TASK DESCRIPTION:
Print out every line of the material exactly. Include no pictures.

ENTRIES SUPPLIED:
--
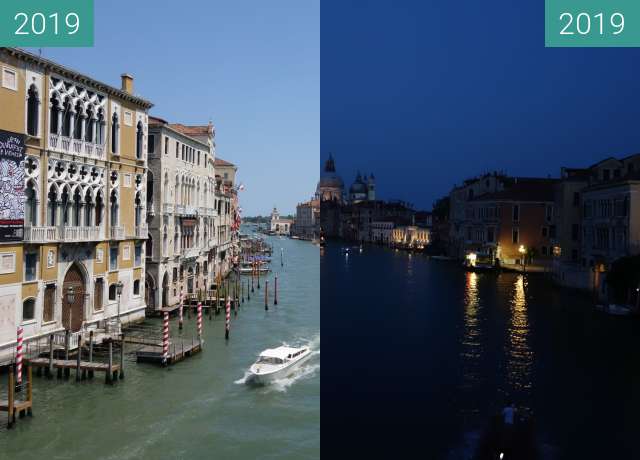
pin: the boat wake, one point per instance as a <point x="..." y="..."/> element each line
<point x="305" y="371"/>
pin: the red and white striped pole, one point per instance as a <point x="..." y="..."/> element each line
<point x="200" y="321"/>
<point x="227" y="324"/>
<point x="19" y="358"/>
<point x="165" y="339"/>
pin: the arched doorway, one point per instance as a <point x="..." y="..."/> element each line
<point x="73" y="313"/>
<point x="165" y="290"/>
<point x="150" y="293"/>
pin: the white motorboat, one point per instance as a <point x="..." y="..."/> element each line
<point x="276" y="363"/>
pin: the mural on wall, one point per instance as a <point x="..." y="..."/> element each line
<point x="12" y="196"/>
--
OUTPUT OF THE TASK:
pin: the boat wake, one point per instance as a <point x="..." y="..."/> element each line
<point x="305" y="371"/>
pin: the red and white striped pole, one point per instance as a <point x="..." y="..."/> element each line
<point x="200" y="321"/>
<point x="227" y="324"/>
<point x="19" y="358"/>
<point x="165" y="339"/>
pin: the arched doorway, one point per instance as a <point x="..." y="..."/> element each line
<point x="73" y="313"/>
<point x="165" y="290"/>
<point x="150" y="293"/>
pin: the white motorboat, one point per instance as a <point x="..." y="..."/> element each line
<point x="276" y="363"/>
pin: the mural on wall, one point per instance as a <point x="..." y="..."/> element each line
<point x="12" y="196"/>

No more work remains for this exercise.